**Source document:**
★ ★ ★ ★
To say that the art market, including public auctions and private sales, has performed very well in the last several years would be an understatement. The press has reported on both the record breaking auction sale of Edvard Munch’s “The Scream” at Sotheby’s and on Christie’s historically successful sales of post-war and contemporary art last May 2013, totaling approximately $495 million, and in November 2013, totaling approximately $691 million. At the November 2013 auction at Christie’s, Francis Bacon’s “The Three Studies of Lucian Freud” sold for $142 million, making it one of the most expensive works of art ever sold at auction. These increasing sales prices hold an unpleasant tax surprise for many sellers, who often purchased their works at much lower costs, resulting in high tax gains.
★ ★ ★ ★
**Listed records:**
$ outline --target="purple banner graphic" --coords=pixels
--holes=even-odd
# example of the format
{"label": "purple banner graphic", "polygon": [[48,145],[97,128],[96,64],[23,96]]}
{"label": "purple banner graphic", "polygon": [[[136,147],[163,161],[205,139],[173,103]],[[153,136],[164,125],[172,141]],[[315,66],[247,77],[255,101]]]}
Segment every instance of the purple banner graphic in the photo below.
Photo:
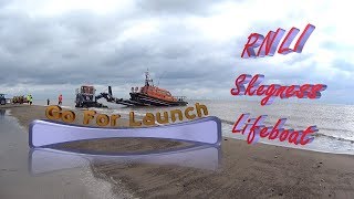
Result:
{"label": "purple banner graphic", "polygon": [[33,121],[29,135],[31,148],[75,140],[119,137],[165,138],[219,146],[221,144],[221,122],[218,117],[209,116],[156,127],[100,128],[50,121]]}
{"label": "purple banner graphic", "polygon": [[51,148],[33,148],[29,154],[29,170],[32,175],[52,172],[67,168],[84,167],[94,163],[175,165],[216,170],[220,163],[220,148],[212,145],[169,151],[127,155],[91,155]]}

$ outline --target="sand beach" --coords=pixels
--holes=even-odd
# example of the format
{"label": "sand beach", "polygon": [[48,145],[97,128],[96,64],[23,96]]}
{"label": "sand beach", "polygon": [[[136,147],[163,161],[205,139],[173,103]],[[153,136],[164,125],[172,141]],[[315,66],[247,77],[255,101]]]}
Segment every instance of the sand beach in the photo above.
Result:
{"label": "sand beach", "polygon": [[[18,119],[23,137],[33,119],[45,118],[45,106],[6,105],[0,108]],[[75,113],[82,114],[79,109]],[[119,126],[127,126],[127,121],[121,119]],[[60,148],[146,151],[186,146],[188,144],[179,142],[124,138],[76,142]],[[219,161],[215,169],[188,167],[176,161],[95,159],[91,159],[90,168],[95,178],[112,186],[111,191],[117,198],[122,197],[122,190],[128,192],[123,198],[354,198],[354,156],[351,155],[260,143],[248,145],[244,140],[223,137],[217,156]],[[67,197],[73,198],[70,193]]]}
★ ★ ★ ★
In the art market passage above, what price did Francis Bacon's "The Three Studies of Lucian Freud" fetch at Christie's in November 2013?

$142 million